Exercise instructions:
1) Answer these questions using the Advent sermon:
(a) According to the lectionary last Sunday, whose voice was John?
(b) What does John call the crowds who came to be baptized?
(c) What does John say God is able to raise up from these stones?
2) List every command that the Advent sermon attributes to John, in the order they appear.
3) Write the next few paragraphs of the Advent sermon, starting after John's words about the ax and the fire.

Quoted passage:
## BEGIN
The importance of gratitude – J. Barry Vaughn – Advent 3 – Dec. 16, 2018

December 16, 2018

The importance of gratitude – J. Barry Vaughn – Advent 3 – Dec. 16, 2018

Last Sunday we the lectionary introduced us once again to John the Baptizer or Baptist by telling us that he was the “the voice of one crying out in the wilderness”, and we heard him proclaim again, “Prepare the way of the Lord!” as he predicted the coming of the Messiah.

 

Today we hear John preach his first sermon, and it is worthy of the most vehement hellfire and brimstone preacher you’ve ever heard:

 

“John said to the crowds that came out to be baptized by him, ‘You brood of vipers! Who warned you to flee from the wrath to come? Bear fruits worthy of repentance. Do not begin to say to yourselves, ‘We have Abraham as our ancestor’; for I tell you, God is able from these stones to raise up children to Abraham. Even now the ax is lying at the root of the trees; every tree therefore that does not bear good fruit is cut down and thrown into the fire.’”
## END
Segmentation data
## BEGIN
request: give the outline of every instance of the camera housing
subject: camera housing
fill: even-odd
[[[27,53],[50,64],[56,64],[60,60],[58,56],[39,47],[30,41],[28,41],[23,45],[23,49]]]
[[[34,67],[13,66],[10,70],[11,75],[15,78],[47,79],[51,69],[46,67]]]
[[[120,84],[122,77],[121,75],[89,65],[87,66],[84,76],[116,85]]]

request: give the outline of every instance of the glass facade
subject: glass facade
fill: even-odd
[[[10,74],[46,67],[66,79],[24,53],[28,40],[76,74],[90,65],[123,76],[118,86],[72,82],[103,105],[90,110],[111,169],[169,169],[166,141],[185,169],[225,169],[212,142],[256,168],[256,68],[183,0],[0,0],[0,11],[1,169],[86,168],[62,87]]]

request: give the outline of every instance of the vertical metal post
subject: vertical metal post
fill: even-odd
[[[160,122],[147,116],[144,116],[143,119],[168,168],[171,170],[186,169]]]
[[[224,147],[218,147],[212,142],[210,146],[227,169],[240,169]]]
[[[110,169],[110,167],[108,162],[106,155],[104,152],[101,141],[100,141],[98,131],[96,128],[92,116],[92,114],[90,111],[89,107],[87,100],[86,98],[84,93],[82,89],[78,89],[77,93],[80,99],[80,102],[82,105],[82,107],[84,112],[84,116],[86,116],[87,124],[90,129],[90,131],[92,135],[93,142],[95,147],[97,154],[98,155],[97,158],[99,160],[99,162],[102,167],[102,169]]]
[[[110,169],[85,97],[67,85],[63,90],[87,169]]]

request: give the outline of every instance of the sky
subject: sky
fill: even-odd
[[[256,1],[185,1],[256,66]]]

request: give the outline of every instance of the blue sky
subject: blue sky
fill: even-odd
## END
Answers for the exercise:
1)
(a) The voice of one crying out in the wilderness.
(b) A brood of vipers.
(c) Children to Abraham.

2)
Prepare the way of the Lord!
Bear fruits worthy of repentance.
Do not begin to say to yourselves, "We have Abraham as our ancestor."

3)
 

I wonder if John had ever heard of church growth? The best way of getting people to come back to your church is probably not to begin by calling them vipers and warning them that they are about to be “cut down and thrown into the fire.” What do you think?

 

Actually, John reminds me of Amos Starkadder, a character in the British novel, Cold Comfort Farm. Starkadder is a lay preacher in the “Church of the Quivering Brethren,” and he outdoes even John the Baptizer:

 

“Ye miserable, crawlin’ worms. Are ye here again then? . . . out of your doomed houses, to hear what’s comin’ to ye? Have ye come, old and young, sick and well, matrons and virgins, if there be any virgins amongst you, which is not likely, the world being in the wicked state that it is. Have ye come to hear me tell you of the great, crimson, licking flames of hell fire? . . . And what good will it do ye? You’re all damned! Damned! Do you ever stop to think what that word means? No, you don’t. It means endless, horrifying torment! It means your poor, sinful bodies stretched out on red-hot gridirons, in the nethermost, fiery pit of hell . . . You know what it’s like when you burn your hand, taking a cake out of the oven, or lighting one of them godless cigarettes? And it stings with a fearful pain, aye? And you run to clap a bit of butter on it to take the pain away, aye? Well, I’ll tell ye, there’ll be no butter in hell!”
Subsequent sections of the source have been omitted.